- **PROBLEM DESCRIPTION**:
Give an exact copy of the data that follows.

[Records excerpted from a collection]

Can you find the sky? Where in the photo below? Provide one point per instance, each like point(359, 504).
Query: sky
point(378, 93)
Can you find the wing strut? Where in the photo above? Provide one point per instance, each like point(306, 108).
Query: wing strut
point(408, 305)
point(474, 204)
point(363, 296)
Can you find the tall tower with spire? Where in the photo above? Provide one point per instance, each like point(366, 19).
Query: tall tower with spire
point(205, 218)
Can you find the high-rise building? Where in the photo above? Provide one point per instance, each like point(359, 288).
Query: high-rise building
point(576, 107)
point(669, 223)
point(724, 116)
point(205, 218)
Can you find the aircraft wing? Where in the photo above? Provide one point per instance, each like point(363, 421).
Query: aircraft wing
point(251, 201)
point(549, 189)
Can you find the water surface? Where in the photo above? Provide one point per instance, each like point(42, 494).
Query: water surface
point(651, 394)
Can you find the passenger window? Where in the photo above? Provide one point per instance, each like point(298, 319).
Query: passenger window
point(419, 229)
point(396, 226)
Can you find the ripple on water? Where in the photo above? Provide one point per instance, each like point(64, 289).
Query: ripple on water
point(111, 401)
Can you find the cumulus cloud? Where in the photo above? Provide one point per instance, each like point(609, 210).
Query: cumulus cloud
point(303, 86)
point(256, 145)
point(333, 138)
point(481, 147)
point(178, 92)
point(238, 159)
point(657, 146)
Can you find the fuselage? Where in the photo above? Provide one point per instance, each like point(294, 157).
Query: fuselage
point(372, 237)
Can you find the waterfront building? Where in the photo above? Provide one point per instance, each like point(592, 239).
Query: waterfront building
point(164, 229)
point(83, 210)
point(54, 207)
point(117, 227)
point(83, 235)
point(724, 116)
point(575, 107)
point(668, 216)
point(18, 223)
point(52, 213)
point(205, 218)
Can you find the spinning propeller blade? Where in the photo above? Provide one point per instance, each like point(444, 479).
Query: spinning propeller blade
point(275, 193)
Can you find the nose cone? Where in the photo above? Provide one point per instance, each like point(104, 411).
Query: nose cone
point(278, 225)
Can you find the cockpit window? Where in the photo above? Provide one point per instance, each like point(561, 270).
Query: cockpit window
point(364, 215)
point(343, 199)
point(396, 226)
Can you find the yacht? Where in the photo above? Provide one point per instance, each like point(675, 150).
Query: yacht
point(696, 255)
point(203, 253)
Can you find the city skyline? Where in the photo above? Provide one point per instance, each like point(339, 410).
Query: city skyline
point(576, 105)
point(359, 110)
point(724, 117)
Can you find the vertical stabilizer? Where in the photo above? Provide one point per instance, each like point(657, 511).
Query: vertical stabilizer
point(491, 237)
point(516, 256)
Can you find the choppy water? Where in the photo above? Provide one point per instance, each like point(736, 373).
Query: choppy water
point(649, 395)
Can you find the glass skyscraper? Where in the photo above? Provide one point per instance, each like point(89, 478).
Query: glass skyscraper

- **EXERCISE ANSWER**:
Can you find the sky? Where in the photo below? Provide one point per instance, each like point(359, 504).
Query: sky
point(378, 93)
Can you find the wing strut? Where in the photo above? Provide one point per instance, each like point(306, 108).
Query: wing strut
point(408, 305)
point(474, 204)
point(363, 296)
Can you find the tall tower with spire? Where in the photo above? Provide one point per instance, each like point(366, 19).
Query: tall tower with spire
point(205, 218)
Can you find the high-rise building? Where in the photo above? Provide one point per instance, each like point(359, 288).
Query: high-rise building
point(576, 107)
point(669, 223)
point(724, 116)
point(205, 218)
Can you find the aircraft wing? Where in the photo above? Provide one point per instance, each like point(363, 421).
Query: aircraft wing
point(251, 201)
point(549, 189)
Can you find the water surface? Where in the photo above? Provide one point per instance, each like point(42, 494).
Query: water surface
point(651, 394)
Can you find the passenger window? Where in the photo above? Provide one point per instance, each like point(298, 319).
Query: passenger window
point(419, 229)
point(396, 226)
Can you find the ripple on water? Where in the photo above? Provide one point per instance, each like point(64, 289).
Query: ripple on water
point(111, 401)
Can you find the cumulus cloud? Where in the photo above? Provide one point per instance, each like point(609, 210).
Query: cumulus cloud
point(303, 86)
point(256, 145)
point(333, 138)
point(481, 147)
point(178, 92)
point(238, 159)
point(657, 146)
Can you find the fuselage? Where in the photo above? Provide one point per instance, each like point(294, 157).
Query: fuselage
point(372, 237)
Can you find the waterfront building? Where in the photo above? Provide one point per instance, each like point(592, 239).
Query: waterfront building
point(164, 229)
point(83, 210)
point(54, 207)
point(117, 227)
point(83, 235)
point(724, 116)
point(575, 107)
point(668, 216)
point(18, 223)
point(52, 213)
point(205, 218)
Can you find the spinning propeller blade? Where in the photo above? Provide one point per instance, each like point(444, 479).
Query: spinning propeller blade
point(275, 193)
Can you find the nose cone? Where in the photo above? Provide one point per instance, each like point(104, 411).
Query: nose cone
point(278, 225)
Can you find the cockpit window? Where in the photo above? Provide one point per instance, each like point(561, 270).
Query: cockpit window
point(364, 215)
point(343, 199)
point(396, 226)
Can you find the yacht? Where in the photo above? Provide one point per instance, each like point(675, 150).
Query: yacht
point(696, 255)
point(203, 253)
Can you find the city skyline? Where in the photo above? Provide one point per instance, each like point(339, 410).
Query: city skyline
point(576, 105)
point(359, 110)
point(724, 117)
Can you find the vertical stabilizer? Where in the photo above? Provide one point per instance, each like point(657, 511).
Query: vertical stabilizer
point(491, 237)
point(516, 256)
Can you find the choppy water? Where in the photo above? Provide one point per instance, each like point(736, 373).
Query: choppy water
point(649, 395)
Can you find the glass skyscraper? Where in the photo above? Provide one point per instance, each like point(89, 478).
Query: glass skyscraper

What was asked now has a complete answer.